[BEGIN RECORDS SHOWN]
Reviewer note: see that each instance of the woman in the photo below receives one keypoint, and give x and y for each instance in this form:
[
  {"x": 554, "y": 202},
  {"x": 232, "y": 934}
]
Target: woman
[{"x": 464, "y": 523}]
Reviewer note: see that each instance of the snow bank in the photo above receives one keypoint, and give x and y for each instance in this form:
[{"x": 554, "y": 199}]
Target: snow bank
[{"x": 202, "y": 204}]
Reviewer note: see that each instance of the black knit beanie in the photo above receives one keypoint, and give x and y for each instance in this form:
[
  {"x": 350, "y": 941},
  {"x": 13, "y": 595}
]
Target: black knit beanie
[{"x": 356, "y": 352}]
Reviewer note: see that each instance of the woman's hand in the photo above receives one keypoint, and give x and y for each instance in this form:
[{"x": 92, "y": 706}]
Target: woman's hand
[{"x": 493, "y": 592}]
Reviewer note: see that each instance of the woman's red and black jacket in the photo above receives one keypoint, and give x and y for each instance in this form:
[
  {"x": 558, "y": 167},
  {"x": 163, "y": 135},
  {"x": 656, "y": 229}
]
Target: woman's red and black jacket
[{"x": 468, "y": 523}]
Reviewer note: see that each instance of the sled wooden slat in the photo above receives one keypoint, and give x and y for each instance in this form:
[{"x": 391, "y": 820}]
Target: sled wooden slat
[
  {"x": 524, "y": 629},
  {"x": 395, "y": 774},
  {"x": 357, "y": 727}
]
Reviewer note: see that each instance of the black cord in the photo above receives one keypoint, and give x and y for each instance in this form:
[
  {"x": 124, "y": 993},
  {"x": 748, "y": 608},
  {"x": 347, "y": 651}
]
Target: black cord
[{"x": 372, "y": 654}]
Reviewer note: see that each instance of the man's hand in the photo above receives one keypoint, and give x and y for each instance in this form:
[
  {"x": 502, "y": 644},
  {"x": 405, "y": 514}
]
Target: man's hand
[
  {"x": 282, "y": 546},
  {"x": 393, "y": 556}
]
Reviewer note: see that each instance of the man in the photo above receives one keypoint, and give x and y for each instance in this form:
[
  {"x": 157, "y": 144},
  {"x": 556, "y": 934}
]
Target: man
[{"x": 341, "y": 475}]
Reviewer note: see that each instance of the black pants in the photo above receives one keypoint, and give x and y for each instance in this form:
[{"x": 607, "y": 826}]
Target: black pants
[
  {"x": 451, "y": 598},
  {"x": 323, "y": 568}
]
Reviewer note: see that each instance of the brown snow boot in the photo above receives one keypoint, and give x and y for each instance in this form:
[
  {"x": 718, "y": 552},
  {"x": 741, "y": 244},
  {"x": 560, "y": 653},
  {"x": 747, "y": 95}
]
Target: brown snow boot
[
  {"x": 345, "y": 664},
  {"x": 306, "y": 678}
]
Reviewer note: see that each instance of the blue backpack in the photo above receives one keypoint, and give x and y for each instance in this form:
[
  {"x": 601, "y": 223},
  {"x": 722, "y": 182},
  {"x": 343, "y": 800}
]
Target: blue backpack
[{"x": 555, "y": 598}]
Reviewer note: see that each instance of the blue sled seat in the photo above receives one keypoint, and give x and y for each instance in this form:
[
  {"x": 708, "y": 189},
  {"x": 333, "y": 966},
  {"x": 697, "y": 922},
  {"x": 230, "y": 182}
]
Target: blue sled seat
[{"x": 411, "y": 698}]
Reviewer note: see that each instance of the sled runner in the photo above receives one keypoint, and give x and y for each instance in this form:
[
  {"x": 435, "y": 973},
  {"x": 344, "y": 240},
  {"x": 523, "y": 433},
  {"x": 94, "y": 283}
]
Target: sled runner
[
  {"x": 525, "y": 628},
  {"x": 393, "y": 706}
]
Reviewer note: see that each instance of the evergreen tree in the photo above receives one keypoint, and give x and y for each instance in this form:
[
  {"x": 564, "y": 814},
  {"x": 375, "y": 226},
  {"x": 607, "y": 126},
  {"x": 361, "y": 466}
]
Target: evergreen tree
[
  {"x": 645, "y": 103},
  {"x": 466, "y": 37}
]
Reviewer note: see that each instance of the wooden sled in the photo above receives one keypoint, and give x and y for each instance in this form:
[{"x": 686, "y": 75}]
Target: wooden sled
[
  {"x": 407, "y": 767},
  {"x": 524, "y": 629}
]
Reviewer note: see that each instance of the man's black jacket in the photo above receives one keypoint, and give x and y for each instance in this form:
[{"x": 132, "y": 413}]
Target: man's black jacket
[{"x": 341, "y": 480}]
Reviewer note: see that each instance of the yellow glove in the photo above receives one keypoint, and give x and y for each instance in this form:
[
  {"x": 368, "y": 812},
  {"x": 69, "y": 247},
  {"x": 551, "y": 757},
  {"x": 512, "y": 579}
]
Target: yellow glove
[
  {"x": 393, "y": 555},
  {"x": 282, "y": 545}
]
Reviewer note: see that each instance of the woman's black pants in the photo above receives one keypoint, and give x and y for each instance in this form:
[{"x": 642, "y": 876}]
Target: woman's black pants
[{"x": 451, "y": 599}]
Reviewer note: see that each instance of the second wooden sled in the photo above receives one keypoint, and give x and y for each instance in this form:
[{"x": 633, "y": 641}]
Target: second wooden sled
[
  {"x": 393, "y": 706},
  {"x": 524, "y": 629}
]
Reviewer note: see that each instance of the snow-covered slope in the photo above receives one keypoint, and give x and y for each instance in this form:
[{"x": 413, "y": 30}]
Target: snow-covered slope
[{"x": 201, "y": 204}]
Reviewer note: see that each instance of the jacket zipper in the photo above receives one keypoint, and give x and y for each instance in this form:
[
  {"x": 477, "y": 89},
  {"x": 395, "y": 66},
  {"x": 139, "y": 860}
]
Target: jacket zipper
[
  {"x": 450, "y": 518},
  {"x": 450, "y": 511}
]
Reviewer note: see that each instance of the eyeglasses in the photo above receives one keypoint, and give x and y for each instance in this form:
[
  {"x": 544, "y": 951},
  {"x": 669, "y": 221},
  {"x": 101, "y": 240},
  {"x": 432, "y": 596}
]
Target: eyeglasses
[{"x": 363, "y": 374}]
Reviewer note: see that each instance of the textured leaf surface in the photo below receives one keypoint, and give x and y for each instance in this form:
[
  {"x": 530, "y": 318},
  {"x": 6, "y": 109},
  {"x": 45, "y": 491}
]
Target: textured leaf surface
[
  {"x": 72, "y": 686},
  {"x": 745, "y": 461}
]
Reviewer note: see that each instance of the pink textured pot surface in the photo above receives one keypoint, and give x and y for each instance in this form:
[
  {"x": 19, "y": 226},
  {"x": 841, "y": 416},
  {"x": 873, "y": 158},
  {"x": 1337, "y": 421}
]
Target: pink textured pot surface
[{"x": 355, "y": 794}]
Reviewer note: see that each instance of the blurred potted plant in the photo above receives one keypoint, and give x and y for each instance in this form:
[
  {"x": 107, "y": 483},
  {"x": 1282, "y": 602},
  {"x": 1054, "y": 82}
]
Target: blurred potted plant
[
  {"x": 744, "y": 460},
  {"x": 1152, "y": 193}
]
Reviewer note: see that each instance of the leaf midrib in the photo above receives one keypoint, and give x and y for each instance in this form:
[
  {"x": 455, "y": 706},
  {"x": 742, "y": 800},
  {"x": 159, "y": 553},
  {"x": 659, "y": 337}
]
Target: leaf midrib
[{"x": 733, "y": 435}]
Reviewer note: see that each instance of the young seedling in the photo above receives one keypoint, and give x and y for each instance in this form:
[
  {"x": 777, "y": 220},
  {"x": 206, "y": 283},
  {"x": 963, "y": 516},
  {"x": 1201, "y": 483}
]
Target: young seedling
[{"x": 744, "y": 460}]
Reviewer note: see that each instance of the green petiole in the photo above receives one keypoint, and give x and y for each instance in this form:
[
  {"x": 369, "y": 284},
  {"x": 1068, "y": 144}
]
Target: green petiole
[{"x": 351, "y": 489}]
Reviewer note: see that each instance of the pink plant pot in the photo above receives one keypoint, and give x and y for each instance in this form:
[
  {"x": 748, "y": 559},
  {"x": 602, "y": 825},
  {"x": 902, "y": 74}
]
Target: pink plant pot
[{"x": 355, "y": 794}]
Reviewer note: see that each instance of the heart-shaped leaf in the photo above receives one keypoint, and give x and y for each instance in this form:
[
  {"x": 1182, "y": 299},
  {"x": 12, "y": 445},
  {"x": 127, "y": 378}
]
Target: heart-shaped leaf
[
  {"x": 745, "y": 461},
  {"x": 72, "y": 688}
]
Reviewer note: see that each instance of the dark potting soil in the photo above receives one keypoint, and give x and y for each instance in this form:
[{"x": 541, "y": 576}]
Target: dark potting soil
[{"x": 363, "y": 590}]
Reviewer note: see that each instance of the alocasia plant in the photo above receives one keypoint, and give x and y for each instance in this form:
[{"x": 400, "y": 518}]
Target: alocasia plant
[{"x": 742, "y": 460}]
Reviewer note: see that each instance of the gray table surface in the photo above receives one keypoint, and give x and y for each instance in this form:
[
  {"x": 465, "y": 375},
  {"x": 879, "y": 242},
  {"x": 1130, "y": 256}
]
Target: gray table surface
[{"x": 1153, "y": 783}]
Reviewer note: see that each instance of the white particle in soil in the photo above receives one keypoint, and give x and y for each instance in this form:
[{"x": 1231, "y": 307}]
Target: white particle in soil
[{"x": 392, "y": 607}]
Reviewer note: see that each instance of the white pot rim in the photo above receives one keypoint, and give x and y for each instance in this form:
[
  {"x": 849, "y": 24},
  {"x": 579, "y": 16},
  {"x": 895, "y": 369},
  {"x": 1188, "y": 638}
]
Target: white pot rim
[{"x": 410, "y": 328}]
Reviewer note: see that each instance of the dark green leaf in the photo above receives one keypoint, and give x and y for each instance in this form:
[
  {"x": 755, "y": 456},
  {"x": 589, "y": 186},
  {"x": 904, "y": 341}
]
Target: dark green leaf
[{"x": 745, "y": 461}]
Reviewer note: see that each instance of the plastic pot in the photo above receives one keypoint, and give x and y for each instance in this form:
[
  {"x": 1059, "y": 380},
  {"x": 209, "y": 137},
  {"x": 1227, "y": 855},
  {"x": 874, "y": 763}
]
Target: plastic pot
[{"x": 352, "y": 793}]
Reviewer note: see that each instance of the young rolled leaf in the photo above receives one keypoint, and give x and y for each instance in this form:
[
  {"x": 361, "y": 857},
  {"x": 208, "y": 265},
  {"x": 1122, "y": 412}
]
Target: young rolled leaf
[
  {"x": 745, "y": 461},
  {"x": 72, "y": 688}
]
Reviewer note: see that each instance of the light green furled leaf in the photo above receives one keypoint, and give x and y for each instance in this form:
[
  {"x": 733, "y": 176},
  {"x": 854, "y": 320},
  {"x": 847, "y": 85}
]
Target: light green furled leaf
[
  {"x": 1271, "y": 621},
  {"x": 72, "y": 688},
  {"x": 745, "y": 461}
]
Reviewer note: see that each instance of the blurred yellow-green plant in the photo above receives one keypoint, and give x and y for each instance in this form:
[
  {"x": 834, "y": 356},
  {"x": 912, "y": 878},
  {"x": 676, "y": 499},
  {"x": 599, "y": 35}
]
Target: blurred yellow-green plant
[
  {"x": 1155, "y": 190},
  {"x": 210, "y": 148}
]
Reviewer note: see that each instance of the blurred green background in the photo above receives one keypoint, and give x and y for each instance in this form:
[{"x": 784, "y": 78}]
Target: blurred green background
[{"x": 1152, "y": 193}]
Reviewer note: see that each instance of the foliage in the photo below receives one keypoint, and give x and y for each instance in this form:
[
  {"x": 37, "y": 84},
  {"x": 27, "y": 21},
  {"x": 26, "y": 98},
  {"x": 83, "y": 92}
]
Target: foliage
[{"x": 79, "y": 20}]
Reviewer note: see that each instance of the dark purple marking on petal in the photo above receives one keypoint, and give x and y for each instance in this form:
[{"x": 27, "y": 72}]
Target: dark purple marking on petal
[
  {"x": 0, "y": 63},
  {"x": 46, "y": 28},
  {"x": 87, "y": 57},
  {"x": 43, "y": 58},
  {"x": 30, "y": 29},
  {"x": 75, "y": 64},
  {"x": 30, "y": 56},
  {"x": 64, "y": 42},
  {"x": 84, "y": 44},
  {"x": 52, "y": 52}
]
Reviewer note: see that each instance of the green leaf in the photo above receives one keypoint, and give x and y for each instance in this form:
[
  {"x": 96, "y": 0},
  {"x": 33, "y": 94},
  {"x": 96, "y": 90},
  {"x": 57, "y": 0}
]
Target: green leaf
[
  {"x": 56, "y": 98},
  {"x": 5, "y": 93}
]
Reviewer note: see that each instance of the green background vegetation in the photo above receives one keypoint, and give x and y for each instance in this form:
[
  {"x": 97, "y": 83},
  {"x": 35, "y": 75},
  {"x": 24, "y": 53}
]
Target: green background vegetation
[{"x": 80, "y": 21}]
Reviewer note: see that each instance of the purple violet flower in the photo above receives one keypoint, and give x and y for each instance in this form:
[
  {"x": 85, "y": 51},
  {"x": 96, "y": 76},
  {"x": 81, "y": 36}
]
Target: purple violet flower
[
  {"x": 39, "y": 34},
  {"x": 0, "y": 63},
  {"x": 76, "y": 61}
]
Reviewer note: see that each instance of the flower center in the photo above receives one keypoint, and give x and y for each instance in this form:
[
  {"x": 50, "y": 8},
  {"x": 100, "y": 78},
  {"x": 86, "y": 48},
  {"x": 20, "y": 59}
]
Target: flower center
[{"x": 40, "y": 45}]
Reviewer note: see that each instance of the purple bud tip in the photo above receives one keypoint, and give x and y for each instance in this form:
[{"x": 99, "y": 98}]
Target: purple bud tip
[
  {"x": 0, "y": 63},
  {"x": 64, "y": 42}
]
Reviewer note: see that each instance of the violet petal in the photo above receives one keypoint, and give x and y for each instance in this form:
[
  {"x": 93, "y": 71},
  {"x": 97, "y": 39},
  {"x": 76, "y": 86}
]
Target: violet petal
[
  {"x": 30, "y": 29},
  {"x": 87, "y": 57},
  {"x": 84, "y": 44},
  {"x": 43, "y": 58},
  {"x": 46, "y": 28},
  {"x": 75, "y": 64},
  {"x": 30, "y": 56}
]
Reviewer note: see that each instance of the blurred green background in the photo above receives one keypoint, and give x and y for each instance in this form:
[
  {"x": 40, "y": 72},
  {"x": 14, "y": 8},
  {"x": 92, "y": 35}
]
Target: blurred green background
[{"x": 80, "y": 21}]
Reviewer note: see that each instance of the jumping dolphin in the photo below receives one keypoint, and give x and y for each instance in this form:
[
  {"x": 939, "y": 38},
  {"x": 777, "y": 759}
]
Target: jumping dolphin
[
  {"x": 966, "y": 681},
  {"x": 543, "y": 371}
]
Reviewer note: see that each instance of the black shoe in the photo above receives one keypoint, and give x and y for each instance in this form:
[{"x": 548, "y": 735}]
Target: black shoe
[END RECORDS SHOWN]
DIRECTIONS FOR THIS TASK:
Your task is to output exactly the lines running from the one with "Reviewer note: see that each instance of the green background" through the final line of the material above, with both ends included.

EXERCISE SOLUTION:
Reviewer note: see that each instance of the green background vegetation in the photo above receives one keypoint, and give x and y for each instance in this form:
[
  {"x": 97, "y": 83},
  {"x": 35, "y": 75},
  {"x": 24, "y": 53}
]
Target: green background vegetation
[{"x": 80, "y": 21}]
Reviewer note: see that each instance of the purple violet flower in the photo above receives one keypoint, and give x and y for each instance in this form:
[
  {"x": 85, "y": 51},
  {"x": 96, "y": 76},
  {"x": 81, "y": 36}
]
Target: purple violet flower
[
  {"x": 39, "y": 34},
  {"x": 0, "y": 63},
  {"x": 76, "y": 61}
]
Reviewer note: see that each instance of the flower center in the photo above receives one keypoint, and give x and y for each instance in this form:
[
  {"x": 50, "y": 8},
  {"x": 100, "y": 78},
  {"x": 86, "y": 48},
  {"x": 20, "y": 59}
]
Target: flower center
[{"x": 40, "y": 45}]
Reviewer note: see that each instance of the purple bud tip in the photo above receives one keypoint, and give x and y for each instance in this form:
[{"x": 99, "y": 98}]
Target: purple bud tip
[
  {"x": 0, "y": 63},
  {"x": 64, "y": 42}
]
Reviewer note: see that each instance of the violet petal in the photo above receives one keypoint, and give x and y for each instance in this form:
[
  {"x": 93, "y": 71},
  {"x": 97, "y": 39},
  {"x": 76, "y": 86}
]
Target: violet petal
[
  {"x": 30, "y": 29},
  {"x": 87, "y": 57},
  {"x": 84, "y": 44},
  {"x": 43, "y": 58},
  {"x": 46, "y": 28},
  {"x": 75, "y": 64},
  {"x": 30, "y": 56}
]
Reviewer note: see that each instance of the blurred green background in the photo above receives one keypoint, and give x and y for each instance in this form:
[
  {"x": 40, "y": 72},
  {"x": 14, "y": 8},
  {"x": 92, "y": 35}
]
Target: blurred green background
[{"x": 80, "y": 21}]
Reviewer note: see that each instance of the jumping dolphin in the photo below receives one keypoint, and give x and y for each instance in this form:
[
  {"x": 939, "y": 38},
  {"x": 777, "y": 759}
]
Target: jumping dolphin
[
  {"x": 966, "y": 681},
  {"x": 543, "y": 371}
]
Reviewer note: see that each instance of the black shoe in the photo above receives one keypoint, and give x and y for each instance in this form:
[{"x": 548, "y": 735}]
Target: black shoe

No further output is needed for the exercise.